Texto fornecido:
+++++

Se em 2020 a cadeia produtiva contou com auxílio emergencial de R$ 600,00, concedido pelo governo federal, o mesmo não aconteceu no ano que se encerrou. O dólar se manteve em patamar elevado, numa curva de ascensão que antecede à pandemia.
Nos últimos três anos o aumento da taxa cambial alcançou 44% e elevou a inflação a dois dígitos, o que não acontecia desde 1994, o que contribuiu para uma queda de 20% na renda das famílias, comparado a 2019.
Boa notícia
“Porém, diversas projeções apontam para um futuro mais promissor”, alivia Bellini. Ele conta que, uma boa notícia, num horizonte de longe prazo, segundo a Tetra Pak, produtora mundial de embalagens para o setor lácteo, é o crescimento esperado de 36%, impulsionado pelo aumento da população mundial e pela elevação do poder aquisitivos nos países da Ásia, África e América Latina.
Na mesma linha, a Organização das Nações Unidas para Agricultura e Alimentação (FAO) afirma que a produção mundial de leite irá crescer em todo o planeta.
O Brasil fechou 2021 com 142 milhões de litros exportados e um saldo negativo na balança comercial de lácteos superior a 800 milhões de litros. “O grande desafio do setor é tornar o Brasil autossuficiente e aumentar, de forma substantiva, a sua presença no mercado internacional de lácteos”, argumenta Bellini.
Para isso, o analista faz algumas recomendações aos pecuaristas e laticinistas: aumentar a escala de produção e a produtividade total dos fatores; investir em assessoria técnica profissional de forma continuada; dar suporte aos esforços de exportação; reduzir a ociosidade das plantas beneficiadoras; melhorar a governança da cadeia, estabelecendo vínculos estratégicos a longo prazo; melhorar a logística e reduzir custos de produção; e investir na qualidade da matéria-prima e dos produtos lácteos.

+++++

Registros de dados salvos:

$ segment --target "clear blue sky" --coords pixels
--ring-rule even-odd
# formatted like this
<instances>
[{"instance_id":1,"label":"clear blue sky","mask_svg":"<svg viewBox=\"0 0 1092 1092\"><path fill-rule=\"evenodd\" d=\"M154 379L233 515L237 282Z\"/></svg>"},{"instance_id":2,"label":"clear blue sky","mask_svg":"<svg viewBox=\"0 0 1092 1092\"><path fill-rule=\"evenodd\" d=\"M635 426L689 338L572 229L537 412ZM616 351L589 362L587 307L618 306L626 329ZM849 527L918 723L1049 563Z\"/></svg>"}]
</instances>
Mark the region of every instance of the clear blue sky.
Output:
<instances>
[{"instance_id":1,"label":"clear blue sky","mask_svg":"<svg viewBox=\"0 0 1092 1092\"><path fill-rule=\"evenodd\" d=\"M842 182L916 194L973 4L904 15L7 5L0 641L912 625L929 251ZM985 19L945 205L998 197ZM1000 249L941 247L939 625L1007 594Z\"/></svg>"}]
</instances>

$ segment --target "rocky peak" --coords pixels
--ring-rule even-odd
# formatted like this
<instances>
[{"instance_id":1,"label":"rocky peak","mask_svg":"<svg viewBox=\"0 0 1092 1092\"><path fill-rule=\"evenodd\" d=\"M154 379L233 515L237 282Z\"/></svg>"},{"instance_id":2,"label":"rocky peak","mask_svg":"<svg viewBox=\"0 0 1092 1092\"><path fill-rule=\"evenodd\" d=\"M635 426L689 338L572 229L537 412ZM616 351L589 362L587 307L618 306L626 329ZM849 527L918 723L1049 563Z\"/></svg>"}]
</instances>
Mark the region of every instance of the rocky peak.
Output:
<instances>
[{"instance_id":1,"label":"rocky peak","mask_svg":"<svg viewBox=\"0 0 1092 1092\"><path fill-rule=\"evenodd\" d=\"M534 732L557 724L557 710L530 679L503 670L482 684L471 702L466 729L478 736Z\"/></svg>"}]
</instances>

+++++

Tarefas do exercício:
• a. Reproduza o trecho do texto sobre o setor lácteo que começa em "Nos últimos três" e termina em "comparado a 2019.".
• b. Retome o texto sobre o setor lácteo a partir do ponto em que ele para.
Os registros não são necessários para resolver as tarefas.

Respostas em ordem:
• a.
Nos últimos três anos o aumento da taxa cambial alcançou 44% e elevou a inflação a dois dígitos, o que não acontecia desde 1994, o que contribuiu para uma queda de 20% na renda das famílias, comparado a 2019.

• b.
O peso dos custos
O aumento nos custos de produção de leite foi um dos agravantes na atual crise do setor. O índice de custo de produção, calculado pela Embrapa Gado de Leite (ICPLeite) que acumulava uma elevação de 10,7%, em 2020, atingiu 30,0% em 2021, achatando a margem de lucro dos produtores.
De acordo com o pesquisador da Embrapa Samuel Oliveira, o item de maior peso nesse índice foi a alimentação do rebanho. O preço da soja e do milho, utilizados na formulação da ração concentrada, em curva ascendente há cinco anos, disparou durante a pandemia. Para se ter uma ideia, a produção e a compra de volumosos registraram aumento de 75%, a alimentação concentrada, 26%, e o sal mineral, 53%.
Os outros fatores que também pressionaram os custos foram a alta da energia elétrica e a dos combustíveis, com elevação de 27% em 12 meses, Vale lembrar que o preço do petróleo também impacta o preço dos fertilizantes.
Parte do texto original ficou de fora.